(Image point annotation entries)
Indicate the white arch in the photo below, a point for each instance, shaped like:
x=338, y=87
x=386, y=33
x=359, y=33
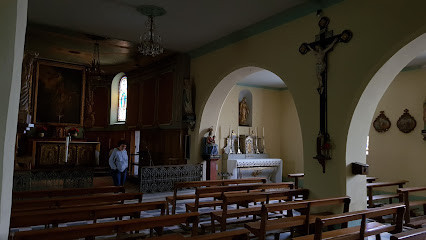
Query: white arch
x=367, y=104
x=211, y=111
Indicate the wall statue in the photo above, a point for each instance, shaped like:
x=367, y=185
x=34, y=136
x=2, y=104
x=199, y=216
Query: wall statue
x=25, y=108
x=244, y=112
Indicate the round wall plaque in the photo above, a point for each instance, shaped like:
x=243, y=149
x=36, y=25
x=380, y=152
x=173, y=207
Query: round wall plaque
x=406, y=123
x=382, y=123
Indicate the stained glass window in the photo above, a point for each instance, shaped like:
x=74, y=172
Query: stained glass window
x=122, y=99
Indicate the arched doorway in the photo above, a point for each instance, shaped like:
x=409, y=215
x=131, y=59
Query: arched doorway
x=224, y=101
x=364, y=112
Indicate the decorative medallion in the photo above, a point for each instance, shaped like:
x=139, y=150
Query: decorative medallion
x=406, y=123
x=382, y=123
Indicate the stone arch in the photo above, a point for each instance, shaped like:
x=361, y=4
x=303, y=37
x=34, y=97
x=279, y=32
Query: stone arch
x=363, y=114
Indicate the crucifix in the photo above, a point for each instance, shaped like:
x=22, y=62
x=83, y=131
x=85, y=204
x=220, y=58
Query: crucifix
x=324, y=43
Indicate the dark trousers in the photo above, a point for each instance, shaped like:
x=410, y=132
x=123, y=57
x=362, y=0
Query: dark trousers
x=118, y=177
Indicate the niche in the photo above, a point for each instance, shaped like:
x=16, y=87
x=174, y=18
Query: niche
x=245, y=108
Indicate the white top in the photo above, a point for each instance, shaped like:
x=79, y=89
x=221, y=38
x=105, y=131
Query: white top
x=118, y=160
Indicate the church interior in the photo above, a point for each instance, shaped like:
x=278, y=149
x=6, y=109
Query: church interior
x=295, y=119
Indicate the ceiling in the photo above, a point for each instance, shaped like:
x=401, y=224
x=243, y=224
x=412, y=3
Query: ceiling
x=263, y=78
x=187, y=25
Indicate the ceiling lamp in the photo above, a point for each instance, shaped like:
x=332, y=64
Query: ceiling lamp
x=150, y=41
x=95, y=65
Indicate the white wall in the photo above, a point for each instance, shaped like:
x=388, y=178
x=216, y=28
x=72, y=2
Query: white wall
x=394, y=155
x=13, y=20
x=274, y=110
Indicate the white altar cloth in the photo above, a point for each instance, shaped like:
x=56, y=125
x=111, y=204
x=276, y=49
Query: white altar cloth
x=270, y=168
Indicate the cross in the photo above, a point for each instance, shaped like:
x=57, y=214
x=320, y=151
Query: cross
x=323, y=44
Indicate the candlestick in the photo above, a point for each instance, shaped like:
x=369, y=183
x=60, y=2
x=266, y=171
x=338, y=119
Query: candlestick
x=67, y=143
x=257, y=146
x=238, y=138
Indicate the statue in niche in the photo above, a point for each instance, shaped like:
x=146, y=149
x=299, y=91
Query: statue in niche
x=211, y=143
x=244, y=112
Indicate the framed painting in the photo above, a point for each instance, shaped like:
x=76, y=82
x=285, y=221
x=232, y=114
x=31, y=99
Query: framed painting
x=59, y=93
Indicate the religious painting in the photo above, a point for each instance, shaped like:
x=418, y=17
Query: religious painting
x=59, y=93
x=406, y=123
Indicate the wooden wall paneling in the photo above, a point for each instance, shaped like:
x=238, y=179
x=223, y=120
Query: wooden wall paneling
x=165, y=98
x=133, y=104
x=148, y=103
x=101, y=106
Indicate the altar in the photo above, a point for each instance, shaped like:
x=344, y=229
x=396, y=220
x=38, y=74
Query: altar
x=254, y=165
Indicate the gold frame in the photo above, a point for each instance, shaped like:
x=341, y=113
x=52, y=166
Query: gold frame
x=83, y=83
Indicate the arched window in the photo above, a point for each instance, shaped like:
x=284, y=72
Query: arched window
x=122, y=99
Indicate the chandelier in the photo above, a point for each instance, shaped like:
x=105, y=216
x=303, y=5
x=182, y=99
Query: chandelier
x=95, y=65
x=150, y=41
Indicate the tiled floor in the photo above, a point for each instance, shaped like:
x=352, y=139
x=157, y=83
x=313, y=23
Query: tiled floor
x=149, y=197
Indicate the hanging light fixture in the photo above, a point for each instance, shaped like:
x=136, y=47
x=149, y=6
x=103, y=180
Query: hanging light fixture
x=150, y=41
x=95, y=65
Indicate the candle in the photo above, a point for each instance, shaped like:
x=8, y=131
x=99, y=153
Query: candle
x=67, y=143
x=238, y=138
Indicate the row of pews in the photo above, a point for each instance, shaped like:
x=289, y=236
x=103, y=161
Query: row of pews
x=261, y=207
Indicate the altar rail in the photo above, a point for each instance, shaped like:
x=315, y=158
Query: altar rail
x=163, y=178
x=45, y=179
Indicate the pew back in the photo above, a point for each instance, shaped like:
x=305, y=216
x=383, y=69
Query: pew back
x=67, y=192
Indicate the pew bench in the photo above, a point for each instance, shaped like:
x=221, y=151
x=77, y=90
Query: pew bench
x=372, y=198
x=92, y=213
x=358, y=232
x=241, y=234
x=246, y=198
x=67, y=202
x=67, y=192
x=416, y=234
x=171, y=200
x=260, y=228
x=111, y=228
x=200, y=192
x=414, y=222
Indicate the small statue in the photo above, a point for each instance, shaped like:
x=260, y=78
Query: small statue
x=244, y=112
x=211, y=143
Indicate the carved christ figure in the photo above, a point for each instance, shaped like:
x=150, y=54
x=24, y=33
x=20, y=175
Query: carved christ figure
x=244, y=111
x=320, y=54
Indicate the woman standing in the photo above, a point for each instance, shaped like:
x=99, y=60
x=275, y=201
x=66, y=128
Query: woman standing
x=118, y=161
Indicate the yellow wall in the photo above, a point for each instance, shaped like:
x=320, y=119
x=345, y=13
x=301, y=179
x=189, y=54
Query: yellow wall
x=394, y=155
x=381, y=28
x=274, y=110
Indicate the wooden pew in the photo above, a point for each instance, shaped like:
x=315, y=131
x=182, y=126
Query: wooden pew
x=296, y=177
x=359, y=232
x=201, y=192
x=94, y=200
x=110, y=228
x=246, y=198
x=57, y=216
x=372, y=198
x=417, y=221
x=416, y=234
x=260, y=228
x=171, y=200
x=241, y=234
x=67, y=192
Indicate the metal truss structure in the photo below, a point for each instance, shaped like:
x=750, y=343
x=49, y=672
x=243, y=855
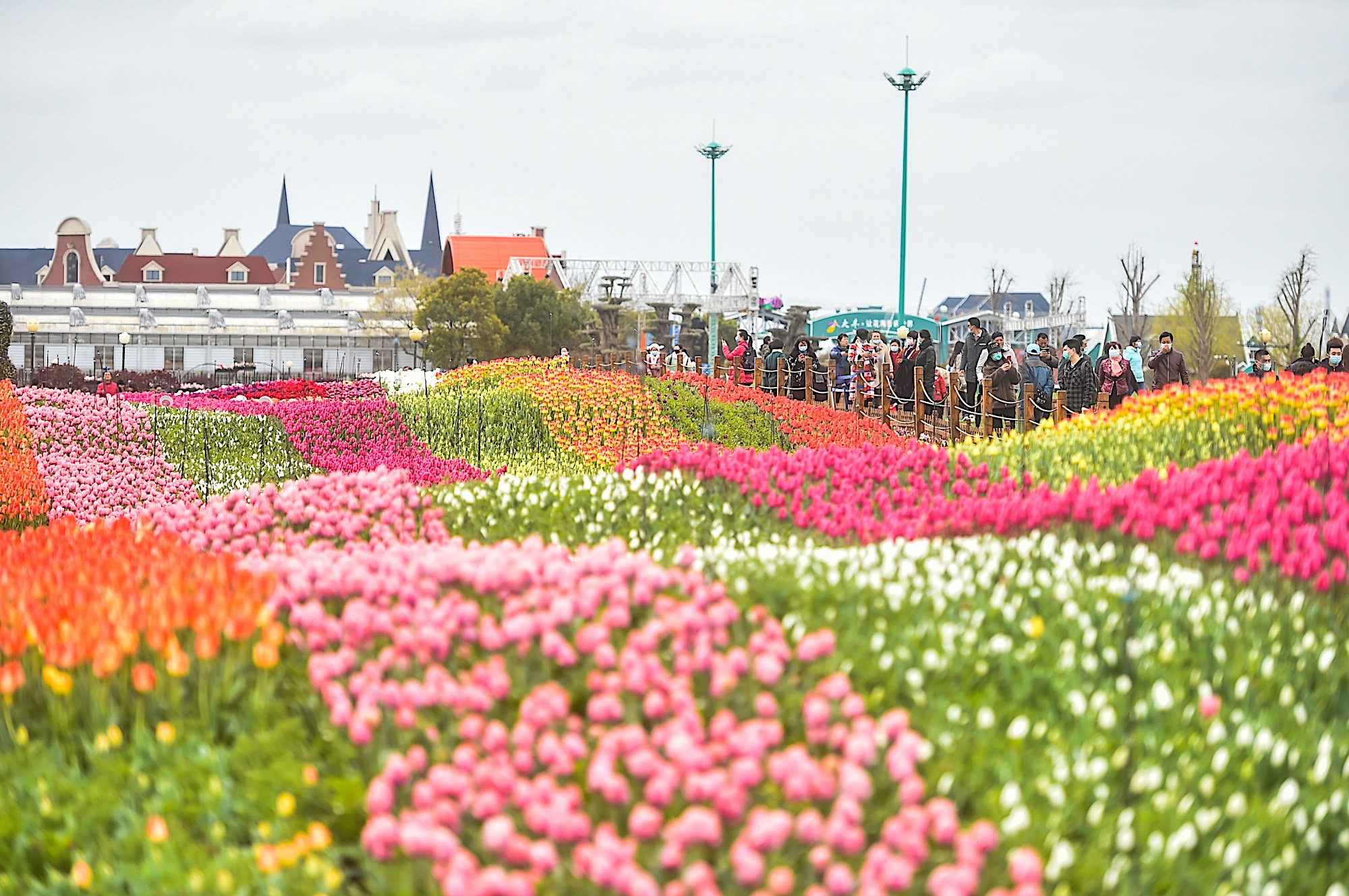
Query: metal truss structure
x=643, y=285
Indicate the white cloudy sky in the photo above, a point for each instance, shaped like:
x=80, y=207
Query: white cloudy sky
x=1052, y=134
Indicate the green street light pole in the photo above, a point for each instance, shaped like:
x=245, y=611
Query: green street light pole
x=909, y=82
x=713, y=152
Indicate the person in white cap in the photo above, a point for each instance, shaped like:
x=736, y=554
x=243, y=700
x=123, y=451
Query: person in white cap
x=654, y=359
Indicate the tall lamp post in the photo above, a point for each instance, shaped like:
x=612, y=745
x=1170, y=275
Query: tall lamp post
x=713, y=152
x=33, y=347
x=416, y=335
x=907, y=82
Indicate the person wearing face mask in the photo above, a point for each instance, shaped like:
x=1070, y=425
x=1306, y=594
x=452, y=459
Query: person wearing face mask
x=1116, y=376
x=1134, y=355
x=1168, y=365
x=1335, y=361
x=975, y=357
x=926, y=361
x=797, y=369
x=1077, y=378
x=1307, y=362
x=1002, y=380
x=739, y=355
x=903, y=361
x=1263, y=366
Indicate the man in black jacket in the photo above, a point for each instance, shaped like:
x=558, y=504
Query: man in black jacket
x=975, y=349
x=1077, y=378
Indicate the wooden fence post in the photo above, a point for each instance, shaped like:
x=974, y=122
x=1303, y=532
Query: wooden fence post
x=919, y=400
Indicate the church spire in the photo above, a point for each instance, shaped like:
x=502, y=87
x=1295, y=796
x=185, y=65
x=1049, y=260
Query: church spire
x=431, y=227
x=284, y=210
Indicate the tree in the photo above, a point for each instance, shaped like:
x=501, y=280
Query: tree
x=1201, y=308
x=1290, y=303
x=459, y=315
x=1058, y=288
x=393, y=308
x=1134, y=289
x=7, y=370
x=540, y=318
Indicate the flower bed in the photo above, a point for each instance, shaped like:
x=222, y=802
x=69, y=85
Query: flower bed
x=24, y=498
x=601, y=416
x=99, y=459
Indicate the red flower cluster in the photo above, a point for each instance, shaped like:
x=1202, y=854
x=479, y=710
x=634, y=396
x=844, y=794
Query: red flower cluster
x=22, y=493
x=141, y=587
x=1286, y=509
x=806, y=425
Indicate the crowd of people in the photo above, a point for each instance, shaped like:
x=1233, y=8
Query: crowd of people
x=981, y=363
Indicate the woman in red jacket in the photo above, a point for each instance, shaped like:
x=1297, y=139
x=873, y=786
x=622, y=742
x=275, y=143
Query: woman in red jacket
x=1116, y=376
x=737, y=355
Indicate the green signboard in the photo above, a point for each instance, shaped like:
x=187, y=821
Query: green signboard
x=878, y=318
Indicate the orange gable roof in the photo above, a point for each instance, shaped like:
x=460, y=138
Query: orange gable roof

→ Stated exercise:
Quote, word for word, every line starting at the one that contains "Indicate the crowd" and ending with the final line of the entries.

→ Answer in full:
Indicate the crowd of people in the photo above, a point for each instance, shaped like:
x=1233, y=8
Query: crowd of people
x=981, y=363
Indicate the woman in red jacket in the photo above, a point for each instance, shaped like:
x=1297, y=139
x=873, y=786
x=622, y=742
x=275, y=143
Query: woman in red jacket
x=1116, y=376
x=737, y=355
Indicate the green signboard in the photo above, a point for each instance, shaped like:
x=187, y=821
Query: green signboard
x=878, y=318
Indicate the orange gable roof in the photo above, a point for each instance, shaped like:
x=460, y=138
Query: orange gable roof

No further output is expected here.